» TASK INSTRUCTIONS
Gather every line of the material below that contains the word "compound" and copy those lines out.

» Image point annotation entries
▶
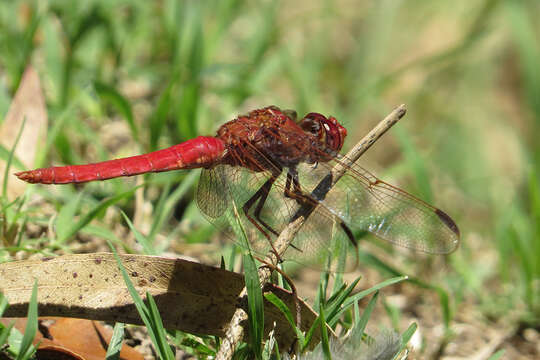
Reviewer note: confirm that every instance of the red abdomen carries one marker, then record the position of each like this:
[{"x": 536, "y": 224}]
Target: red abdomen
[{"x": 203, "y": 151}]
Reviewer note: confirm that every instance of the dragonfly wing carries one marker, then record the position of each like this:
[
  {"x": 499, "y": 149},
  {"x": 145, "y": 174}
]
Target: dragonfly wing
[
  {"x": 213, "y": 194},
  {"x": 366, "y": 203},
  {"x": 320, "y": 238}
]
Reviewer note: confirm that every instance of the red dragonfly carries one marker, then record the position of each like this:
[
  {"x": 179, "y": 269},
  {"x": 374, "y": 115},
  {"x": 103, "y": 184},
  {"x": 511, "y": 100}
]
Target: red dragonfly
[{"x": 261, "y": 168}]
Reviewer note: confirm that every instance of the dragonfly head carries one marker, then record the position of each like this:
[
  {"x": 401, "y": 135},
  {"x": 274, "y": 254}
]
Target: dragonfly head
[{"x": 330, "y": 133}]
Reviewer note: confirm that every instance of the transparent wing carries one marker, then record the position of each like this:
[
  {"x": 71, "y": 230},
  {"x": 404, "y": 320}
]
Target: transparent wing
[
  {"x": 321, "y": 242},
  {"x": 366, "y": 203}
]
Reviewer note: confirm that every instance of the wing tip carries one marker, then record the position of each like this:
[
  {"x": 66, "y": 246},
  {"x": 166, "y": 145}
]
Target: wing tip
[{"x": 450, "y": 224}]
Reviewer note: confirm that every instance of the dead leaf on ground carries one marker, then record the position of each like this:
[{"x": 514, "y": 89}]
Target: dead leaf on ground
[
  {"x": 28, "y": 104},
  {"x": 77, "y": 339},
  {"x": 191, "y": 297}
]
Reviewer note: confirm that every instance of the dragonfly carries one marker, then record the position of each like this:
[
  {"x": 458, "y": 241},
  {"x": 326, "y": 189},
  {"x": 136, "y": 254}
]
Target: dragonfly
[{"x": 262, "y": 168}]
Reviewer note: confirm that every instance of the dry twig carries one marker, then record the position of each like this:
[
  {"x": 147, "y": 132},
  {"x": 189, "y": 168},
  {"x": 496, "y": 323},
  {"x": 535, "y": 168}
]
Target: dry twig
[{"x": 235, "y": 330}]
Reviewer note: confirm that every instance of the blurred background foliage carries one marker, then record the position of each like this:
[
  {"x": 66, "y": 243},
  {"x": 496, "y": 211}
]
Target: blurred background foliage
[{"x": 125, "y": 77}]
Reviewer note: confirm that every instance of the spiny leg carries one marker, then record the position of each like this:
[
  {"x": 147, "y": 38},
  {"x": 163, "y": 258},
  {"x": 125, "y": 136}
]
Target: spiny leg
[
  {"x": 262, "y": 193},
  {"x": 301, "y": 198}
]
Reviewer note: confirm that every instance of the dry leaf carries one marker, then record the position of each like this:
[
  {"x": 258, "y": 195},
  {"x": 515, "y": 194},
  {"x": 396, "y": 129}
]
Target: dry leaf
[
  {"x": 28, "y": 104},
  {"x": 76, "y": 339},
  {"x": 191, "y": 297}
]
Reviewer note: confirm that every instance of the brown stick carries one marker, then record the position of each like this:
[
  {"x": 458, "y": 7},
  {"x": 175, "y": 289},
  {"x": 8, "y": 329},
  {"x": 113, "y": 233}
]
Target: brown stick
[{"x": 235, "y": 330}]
◀
▶
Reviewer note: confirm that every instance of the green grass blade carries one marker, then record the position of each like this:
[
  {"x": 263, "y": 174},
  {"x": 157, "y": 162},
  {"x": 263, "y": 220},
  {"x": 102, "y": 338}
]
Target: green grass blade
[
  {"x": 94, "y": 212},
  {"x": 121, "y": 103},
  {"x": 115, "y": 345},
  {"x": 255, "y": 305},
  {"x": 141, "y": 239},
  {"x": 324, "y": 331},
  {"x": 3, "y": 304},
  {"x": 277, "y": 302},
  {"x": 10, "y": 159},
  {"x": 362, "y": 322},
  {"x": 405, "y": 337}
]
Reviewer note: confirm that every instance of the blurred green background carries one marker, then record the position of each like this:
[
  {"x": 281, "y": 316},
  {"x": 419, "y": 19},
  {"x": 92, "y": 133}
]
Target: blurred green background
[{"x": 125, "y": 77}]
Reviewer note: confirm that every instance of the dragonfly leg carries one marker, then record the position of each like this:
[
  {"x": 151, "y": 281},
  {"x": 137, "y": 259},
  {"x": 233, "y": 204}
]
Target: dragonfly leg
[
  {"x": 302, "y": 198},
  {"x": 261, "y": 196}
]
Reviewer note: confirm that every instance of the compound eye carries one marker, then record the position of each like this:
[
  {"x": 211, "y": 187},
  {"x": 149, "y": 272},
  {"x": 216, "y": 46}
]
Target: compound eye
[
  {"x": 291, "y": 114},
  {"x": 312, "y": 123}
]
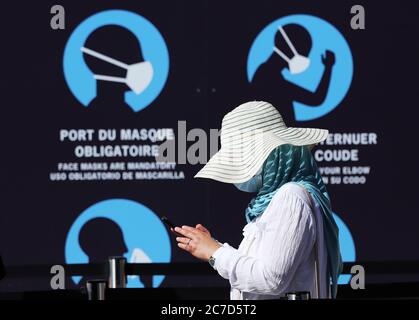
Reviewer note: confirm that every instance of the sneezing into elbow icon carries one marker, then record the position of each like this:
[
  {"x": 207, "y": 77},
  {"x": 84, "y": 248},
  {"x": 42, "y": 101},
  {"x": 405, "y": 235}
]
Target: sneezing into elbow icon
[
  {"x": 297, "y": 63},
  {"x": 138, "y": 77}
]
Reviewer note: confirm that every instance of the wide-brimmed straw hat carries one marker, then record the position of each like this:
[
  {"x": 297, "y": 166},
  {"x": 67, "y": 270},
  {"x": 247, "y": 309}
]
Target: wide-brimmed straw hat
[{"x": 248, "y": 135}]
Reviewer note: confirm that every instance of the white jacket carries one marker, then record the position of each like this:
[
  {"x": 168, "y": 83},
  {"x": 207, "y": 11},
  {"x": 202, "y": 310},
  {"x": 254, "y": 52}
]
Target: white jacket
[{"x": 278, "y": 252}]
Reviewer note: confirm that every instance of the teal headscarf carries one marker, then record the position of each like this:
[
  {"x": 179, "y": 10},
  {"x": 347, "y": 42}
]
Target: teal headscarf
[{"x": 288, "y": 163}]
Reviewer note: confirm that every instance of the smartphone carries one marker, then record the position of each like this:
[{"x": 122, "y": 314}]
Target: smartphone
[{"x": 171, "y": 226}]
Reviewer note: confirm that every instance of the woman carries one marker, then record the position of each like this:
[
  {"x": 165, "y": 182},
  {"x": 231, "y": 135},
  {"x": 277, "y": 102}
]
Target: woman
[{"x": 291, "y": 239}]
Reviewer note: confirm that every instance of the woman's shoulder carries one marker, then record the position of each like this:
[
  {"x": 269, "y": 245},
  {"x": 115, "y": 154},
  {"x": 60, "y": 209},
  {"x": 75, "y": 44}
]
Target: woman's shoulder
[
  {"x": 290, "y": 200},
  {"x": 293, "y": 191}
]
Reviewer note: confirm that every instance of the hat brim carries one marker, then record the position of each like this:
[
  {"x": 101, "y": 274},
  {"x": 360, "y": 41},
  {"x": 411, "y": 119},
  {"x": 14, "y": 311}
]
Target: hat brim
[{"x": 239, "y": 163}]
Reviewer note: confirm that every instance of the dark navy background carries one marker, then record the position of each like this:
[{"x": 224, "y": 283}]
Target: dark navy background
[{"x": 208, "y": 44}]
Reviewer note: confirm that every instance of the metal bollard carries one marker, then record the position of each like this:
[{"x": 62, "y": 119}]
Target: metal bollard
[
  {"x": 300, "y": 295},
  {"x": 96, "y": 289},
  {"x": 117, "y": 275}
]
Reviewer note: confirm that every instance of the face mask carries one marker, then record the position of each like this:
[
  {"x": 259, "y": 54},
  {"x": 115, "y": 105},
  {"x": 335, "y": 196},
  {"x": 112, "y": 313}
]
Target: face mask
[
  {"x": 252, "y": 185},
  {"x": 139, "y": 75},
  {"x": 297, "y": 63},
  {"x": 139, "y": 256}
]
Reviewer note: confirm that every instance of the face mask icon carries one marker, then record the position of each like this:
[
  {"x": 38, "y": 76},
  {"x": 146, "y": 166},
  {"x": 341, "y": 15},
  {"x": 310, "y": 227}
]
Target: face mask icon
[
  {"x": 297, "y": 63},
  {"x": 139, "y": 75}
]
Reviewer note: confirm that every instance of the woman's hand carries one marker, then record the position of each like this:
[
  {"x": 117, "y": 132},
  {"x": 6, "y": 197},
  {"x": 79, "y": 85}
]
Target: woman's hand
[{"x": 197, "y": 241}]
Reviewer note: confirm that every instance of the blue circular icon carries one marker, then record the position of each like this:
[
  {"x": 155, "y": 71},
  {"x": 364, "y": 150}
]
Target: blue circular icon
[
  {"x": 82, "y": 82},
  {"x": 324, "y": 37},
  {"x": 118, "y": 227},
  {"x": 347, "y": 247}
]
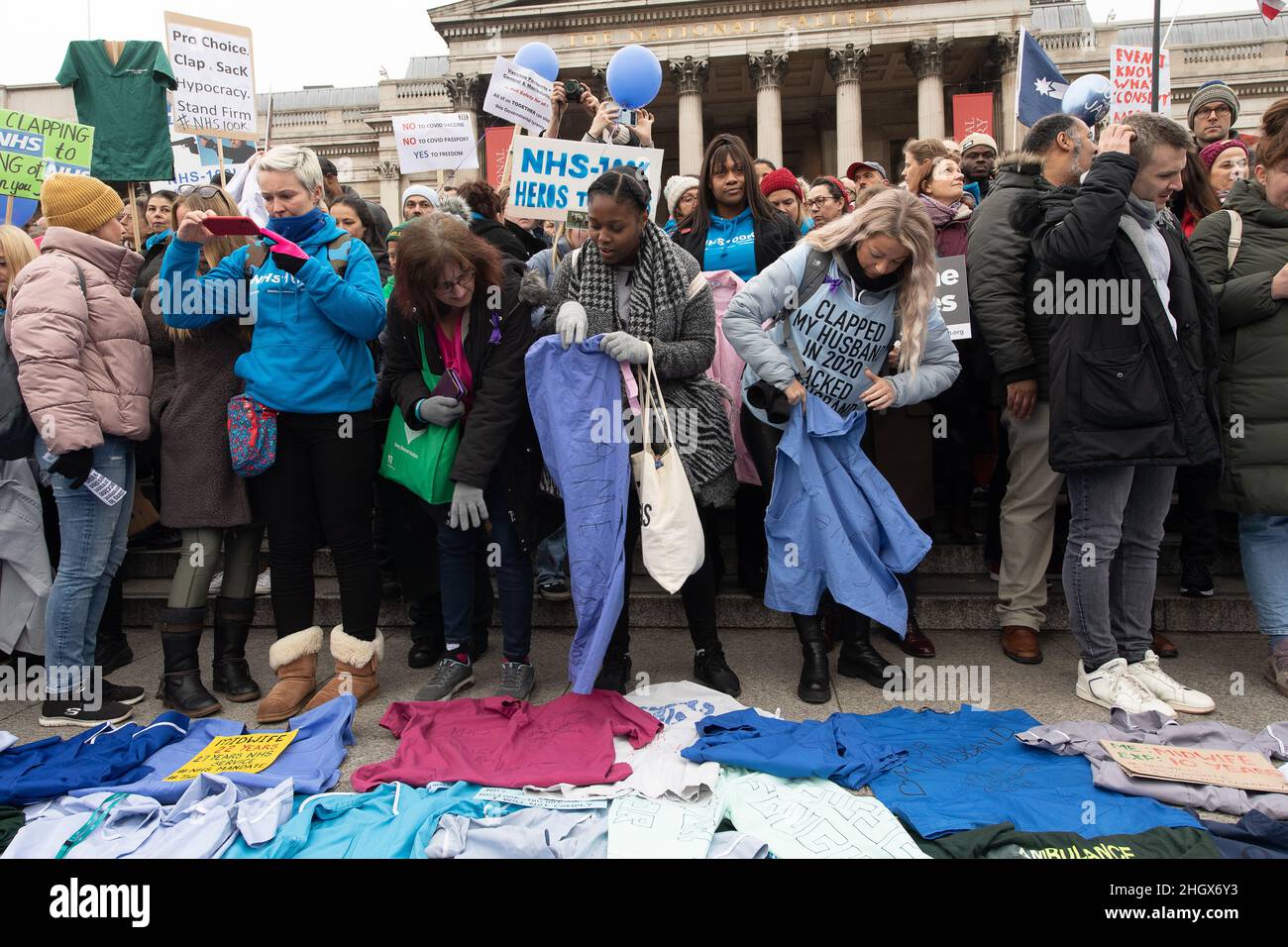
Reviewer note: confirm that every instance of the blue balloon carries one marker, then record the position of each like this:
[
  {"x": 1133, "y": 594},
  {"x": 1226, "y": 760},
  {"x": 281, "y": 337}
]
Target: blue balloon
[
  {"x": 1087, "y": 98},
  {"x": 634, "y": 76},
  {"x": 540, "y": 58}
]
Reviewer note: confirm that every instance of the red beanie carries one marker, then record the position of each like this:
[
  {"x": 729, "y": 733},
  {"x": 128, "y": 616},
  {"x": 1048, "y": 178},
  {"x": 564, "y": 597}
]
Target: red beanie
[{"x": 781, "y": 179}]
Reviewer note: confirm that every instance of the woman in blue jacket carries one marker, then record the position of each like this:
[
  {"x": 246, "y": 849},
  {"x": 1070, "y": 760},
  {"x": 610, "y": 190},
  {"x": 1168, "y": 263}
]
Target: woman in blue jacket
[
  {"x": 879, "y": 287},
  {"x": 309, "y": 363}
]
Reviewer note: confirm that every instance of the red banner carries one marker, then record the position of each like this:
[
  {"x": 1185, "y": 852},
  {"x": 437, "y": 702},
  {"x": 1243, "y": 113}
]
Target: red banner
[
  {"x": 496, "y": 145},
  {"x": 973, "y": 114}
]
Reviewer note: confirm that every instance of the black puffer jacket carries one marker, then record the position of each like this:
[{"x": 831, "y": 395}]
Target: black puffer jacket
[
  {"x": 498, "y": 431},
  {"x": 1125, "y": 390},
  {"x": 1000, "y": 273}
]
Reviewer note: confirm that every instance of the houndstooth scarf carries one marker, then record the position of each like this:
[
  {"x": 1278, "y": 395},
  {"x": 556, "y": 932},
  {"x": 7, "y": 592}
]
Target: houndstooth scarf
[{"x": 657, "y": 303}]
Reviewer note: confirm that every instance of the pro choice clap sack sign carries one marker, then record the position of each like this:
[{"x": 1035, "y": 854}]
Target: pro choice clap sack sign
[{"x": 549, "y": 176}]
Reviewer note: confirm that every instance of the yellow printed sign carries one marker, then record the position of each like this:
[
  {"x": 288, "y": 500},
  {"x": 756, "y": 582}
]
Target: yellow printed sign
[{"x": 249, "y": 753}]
◀
» EXPECTED ANSWER
Reviewer note: confirm that every instance of the compound eye carries one marker, then record the position of each like this:
Target: compound eye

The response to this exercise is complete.